BEGIN

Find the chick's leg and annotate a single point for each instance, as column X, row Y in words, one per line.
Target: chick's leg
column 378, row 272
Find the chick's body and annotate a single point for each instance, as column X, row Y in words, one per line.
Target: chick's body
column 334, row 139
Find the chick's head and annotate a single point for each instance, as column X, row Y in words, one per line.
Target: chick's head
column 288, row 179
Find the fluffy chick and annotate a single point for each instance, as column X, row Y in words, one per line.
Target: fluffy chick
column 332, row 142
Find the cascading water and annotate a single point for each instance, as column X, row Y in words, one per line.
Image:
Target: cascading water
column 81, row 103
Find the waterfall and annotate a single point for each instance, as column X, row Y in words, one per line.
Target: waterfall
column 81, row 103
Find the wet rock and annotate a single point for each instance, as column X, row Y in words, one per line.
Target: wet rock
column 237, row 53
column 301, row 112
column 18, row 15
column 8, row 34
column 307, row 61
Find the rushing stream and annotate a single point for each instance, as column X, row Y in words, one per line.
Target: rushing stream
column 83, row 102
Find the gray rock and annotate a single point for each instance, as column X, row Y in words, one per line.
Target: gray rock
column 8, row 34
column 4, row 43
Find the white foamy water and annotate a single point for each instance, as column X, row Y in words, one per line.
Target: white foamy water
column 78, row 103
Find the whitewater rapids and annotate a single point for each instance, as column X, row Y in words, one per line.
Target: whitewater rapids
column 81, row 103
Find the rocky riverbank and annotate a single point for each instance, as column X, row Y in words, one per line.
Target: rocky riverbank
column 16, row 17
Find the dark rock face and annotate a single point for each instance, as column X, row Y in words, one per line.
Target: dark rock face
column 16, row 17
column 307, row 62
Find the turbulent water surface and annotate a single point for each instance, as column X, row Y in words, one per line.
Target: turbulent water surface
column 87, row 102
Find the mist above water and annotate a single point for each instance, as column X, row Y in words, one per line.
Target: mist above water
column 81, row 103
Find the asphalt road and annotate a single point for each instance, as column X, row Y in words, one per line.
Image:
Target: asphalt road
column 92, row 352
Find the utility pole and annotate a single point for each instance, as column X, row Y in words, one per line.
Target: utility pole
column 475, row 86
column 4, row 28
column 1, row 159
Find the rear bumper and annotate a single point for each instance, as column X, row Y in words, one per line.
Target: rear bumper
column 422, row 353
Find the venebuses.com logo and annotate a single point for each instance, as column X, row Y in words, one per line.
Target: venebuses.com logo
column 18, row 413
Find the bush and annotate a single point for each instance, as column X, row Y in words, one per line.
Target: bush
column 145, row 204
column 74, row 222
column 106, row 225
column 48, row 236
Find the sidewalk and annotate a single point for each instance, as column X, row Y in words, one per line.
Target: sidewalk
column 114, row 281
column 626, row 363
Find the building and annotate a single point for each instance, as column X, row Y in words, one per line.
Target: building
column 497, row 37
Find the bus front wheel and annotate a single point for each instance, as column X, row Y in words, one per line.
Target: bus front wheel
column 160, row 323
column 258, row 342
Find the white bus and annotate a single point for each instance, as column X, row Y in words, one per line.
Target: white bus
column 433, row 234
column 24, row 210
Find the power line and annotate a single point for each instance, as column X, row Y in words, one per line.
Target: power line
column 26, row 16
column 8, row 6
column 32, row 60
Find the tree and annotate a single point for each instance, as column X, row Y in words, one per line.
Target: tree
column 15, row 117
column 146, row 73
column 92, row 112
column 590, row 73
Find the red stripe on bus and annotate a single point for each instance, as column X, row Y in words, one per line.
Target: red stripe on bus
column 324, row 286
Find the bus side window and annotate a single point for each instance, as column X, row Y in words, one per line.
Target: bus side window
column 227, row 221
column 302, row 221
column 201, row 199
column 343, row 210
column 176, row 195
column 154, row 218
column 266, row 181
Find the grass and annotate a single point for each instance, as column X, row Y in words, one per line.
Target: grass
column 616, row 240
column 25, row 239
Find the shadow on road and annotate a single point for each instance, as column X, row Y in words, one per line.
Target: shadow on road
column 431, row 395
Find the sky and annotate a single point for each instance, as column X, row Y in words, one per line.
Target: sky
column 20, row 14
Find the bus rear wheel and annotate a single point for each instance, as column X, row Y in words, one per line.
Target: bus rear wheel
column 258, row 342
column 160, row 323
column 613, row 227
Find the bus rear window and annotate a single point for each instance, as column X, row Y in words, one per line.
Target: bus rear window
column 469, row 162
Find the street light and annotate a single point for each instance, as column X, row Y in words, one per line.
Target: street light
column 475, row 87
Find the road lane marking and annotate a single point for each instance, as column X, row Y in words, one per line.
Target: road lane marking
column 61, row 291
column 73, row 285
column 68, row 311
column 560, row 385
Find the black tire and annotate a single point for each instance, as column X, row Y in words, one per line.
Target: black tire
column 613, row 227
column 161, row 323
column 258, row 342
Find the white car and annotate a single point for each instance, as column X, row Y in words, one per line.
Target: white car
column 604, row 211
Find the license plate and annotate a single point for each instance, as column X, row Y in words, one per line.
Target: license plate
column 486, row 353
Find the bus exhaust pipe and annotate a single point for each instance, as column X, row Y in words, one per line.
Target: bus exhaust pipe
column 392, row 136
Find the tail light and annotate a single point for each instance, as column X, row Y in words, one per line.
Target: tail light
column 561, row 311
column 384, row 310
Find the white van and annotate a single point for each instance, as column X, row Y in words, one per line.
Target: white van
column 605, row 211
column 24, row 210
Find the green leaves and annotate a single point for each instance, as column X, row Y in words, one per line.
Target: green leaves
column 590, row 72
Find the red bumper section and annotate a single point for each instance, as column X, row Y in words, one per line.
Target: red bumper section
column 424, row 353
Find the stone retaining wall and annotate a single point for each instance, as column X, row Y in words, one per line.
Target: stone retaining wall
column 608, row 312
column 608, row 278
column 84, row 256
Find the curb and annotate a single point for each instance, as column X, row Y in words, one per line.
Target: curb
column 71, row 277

END

Prompt >>
Reproduce all the records precisely.

Output for this exercise >>
Find the chick's leg and annotate a single point for each instance, as column X, row Y in words, one per line.
Target: chick's leg
column 378, row 272
Find the chick's body and annotate a single point for each instance, as column X, row Y in words, one per line.
Target: chick's body
column 334, row 139
Find the chick's head and annotate a single point for each instance, as column X, row Y in words, one per line.
Target: chick's head
column 288, row 179
Find the fluffy chick and annotate a single point for each instance, as column X, row Y in words, one per line.
Target: fluffy chick
column 332, row 142
Find the cascading water and annotate a single point for each instance, as column X, row Y in words, one per line.
Image:
Target: cascading water
column 81, row 103
Find the waterfall and annotate a single point for each instance, as column X, row Y in words, one per line.
Target: waterfall
column 81, row 103
Find the wet rock and annotate a single point for each instance, as column X, row Y in words, one per line.
Target: wet rock
column 237, row 53
column 301, row 112
column 18, row 15
column 8, row 34
column 307, row 61
Find the rushing stream and annotate a single point for each instance, as column X, row Y in words, one per line.
Target: rushing stream
column 83, row 102
Find the gray rock and annotate a single point for each instance, as column X, row Y in words, one per line.
Target: gray rock
column 8, row 34
column 4, row 43
Find the white foamy water and annotate a single point for each instance, as column X, row Y in words, one per line.
Target: white foamy water
column 78, row 103
Find the whitewater rapids and annotate a single point for each instance, as column X, row Y in words, one per line.
Target: whitewater rapids
column 81, row 103
Find the rocky riverbank and annotate a single point for each instance, as column X, row Y in words, one per line.
Target: rocky riverbank
column 16, row 17
Find the dark rock face and annotate a single point for each instance, as column X, row Y in words, one per line.
Target: dark rock face
column 16, row 17
column 307, row 62
Find the turbulent water surface and annotate a single point for each instance, as column X, row Y in words, one per line.
Target: turbulent water surface
column 87, row 102
Find the mist above water and annotate a single point for each instance, as column X, row Y in words, one per line.
Target: mist above water
column 81, row 103
Find the asphalt road and annotate a single point for each instance, as column X, row Y in words, one per line.
Image:
Target: asphalt road
column 92, row 352
Find the utility pole and annotate a single point for each instance, as column X, row Y in words, one per line.
Target: utility pole
column 475, row 86
column 4, row 28
column 1, row 159
Find the rear bumper and annotate a single point for each instance, as column X, row Y in words, one per line.
Target: rear bumper
column 422, row 353
Find the venebuses.com logo and annotate a single point for each instance, as column X, row Y in words, one per line.
Target: venebuses.com logo
column 18, row 413
Find the bush and annotate a single point for each instance, as column X, row Y in words, one per line.
Target: bush
column 145, row 204
column 74, row 222
column 106, row 225
column 48, row 236
Find the sidewalk and annotate a single point for each instance, as column X, row Y in words, one per line.
Target: sidewalk
column 114, row 281
column 626, row 363
Find the building and annotate a single point for each instance, as column X, row Y in words, one per line.
Target: building
column 497, row 37
Find the bus front wheel and annotate a single point for each instance, as column X, row Y in words, one per line.
Target: bus front wheel
column 160, row 323
column 258, row 342
Find the white bus and annotate a single point for each instance, as column X, row Y in words, one per line.
Target: white bus
column 433, row 234
column 24, row 210
Find the power line and annotate a single point for each instance, as column X, row Y in words, one per line.
Target: power line
column 26, row 16
column 8, row 6
column 32, row 60
Find the tree and annotate a single point for each instance, as column X, row Y in words, one per line.
Target: tree
column 15, row 117
column 146, row 73
column 92, row 112
column 590, row 73
Find the red stripe on bus and annotate a single point for each instance, as column X, row Y in words, one per line.
Target: red stripe on bus
column 324, row 286
Find the bus side window and annotate a single point for each instance, as column X, row Y in words, one per line.
Target: bus side window
column 227, row 221
column 302, row 221
column 201, row 199
column 343, row 210
column 176, row 195
column 154, row 218
column 266, row 181
Find the grass and annotate a single point for each instance, as column X, row Y in words, one per line.
Target: grass
column 616, row 240
column 25, row 239
Find the shadow on road and annotate a single point for each instance, as column X, row Y in words, one per line.
Target: shadow on road
column 431, row 395
Find the sky and annotate a single point for each instance, as column X, row Y in words, one per line.
Target: sky
column 20, row 14
Find the bus rear wheel and annotate a single point for each instance, as column X, row Y in words, one per line.
Target: bus rear wheel
column 258, row 342
column 160, row 323
column 613, row 227
Find the bus rear window and annotate a single point for each instance, as column X, row Y in words, one per line.
Target: bus rear window
column 469, row 162
Find the street light and annotate a single point for each instance, as column X, row Y in words, one per line.
Target: street light
column 475, row 87
Find the road lane marking and annotate a single point for each instance, as column X, row Y in words, one per line.
Target: road lane marking
column 61, row 291
column 73, row 285
column 68, row 311
column 560, row 385
Find the black tire and annotate a single point for each instance, as column X, row Y in words, one per line.
Target: black tire
column 613, row 227
column 161, row 323
column 258, row 342
Find the white car and annotate a single point for each instance, as column X, row Y in words, one per line.
Target: white car
column 604, row 211
Find the license plate and annotate a single point for each instance, as column X, row Y in words, one per line.
Target: license plate
column 486, row 353
Find the bus exhaust pipe and annotate a single point for each instance, as column X, row Y in words, one per line.
Target: bus exhaust pipe
column 392, row 136
Find the tail light and annotate a single point for each instance, as column X, row Y in words, one per line.
Target: tail light
column 561, row 311
column 384, row 310
Find the white van and annotate a single point for each instance, as column X, row Y in words, one per line.
Target: white van
column 605, row 211
column 24, row 210
Find the green leaves and annotate a single point for each instance, as column X, row Y in words, one per line.
Target: green leaves
column 590, row 72
Find the red bumper section and annotate a single point for each instance, as column X, row Y in words, one per line.
Target: red bumper section
column 424, row 353
Find the stone retaining wall and annotate a single point for each instance, as column X, row Y in words, one per line.
Target: stone retaining wall
column 608, row 312
column 608, row 278
column 84, row 256
Find the curb and annotate a single point for each instance, as column X, row Y in words, one per line.
Target: curb
column 71, row 277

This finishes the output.